TASK TO CARRY OUT: List each line of the data in which the string "bear" appears.

Collected data entries
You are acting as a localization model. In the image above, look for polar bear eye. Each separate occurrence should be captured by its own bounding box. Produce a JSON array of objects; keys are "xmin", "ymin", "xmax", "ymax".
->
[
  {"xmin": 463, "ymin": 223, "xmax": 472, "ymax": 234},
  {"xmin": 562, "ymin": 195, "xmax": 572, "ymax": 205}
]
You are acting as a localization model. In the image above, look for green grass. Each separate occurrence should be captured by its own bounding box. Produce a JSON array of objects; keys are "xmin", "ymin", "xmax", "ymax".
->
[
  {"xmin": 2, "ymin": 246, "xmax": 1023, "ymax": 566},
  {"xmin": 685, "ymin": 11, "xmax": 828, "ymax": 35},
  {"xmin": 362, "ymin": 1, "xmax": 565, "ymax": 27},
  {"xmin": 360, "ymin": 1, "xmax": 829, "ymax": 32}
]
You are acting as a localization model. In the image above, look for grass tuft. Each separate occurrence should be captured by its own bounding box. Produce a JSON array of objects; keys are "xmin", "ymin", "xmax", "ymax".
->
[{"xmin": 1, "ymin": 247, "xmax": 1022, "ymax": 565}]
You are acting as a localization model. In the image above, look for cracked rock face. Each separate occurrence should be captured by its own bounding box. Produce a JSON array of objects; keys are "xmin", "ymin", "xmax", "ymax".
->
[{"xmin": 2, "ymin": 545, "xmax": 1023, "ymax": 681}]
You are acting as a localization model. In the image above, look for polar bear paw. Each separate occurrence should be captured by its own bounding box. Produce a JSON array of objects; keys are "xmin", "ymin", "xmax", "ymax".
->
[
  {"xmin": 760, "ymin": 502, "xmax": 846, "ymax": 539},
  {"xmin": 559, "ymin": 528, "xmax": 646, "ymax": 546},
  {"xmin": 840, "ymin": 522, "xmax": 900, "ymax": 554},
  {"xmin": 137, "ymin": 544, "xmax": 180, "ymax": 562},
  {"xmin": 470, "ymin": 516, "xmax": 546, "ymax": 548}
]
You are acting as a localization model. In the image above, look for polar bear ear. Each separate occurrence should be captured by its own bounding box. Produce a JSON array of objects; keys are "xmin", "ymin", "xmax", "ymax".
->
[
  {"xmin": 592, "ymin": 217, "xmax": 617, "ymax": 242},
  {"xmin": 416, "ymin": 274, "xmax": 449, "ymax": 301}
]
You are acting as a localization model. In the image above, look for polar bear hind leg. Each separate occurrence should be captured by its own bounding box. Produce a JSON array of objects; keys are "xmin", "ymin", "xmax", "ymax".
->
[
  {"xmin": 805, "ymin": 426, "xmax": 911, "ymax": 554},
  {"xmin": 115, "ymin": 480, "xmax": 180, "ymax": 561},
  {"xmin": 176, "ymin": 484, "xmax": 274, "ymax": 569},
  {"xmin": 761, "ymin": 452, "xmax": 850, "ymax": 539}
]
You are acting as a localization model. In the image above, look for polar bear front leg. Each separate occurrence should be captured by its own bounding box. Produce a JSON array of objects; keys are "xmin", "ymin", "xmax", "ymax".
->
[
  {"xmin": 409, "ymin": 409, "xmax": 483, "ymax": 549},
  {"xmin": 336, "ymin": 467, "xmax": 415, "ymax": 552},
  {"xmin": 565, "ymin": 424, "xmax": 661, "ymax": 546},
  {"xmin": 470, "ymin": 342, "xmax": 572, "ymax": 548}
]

ANSWER BOX:
You are acting as a localization model. In the image above, look for polar bear eye. Each separate occurrence should be captured by its own bounding box. Produce a JSON array of objects; keys are "xmin", "ymin", "xmax", "ymax".
You are acting as a localization model. In the image above, look for polar bear paw. Each separate occurrence should be captured by its own bounding box. Produce a JSON array of objects; keys are "xmin", "ymin", "xmax", "ymax".
You are acting as a localization model. In the image above, look for polar bear ear. Each separate occurrence should be captured by its own bounding box. Produce a JSON array of objects; keys are "xmin", "ymin", "xmax", "ymax".
You are acting as a localization model. In the image above, look for polar bear hind leg. Each separate occurrence should be captured by its own bounding box. Produce a JSON array of objects; keys are "xmin", "ymin", "xmax", "ymax".
You are acting as a localization model. In the image above, look for polar bear front leg. Each separate occurrence should be captured by its own bounding box. Produce a JSON array of objects; keys are "xmin", "ymin", "xmax", "ymax".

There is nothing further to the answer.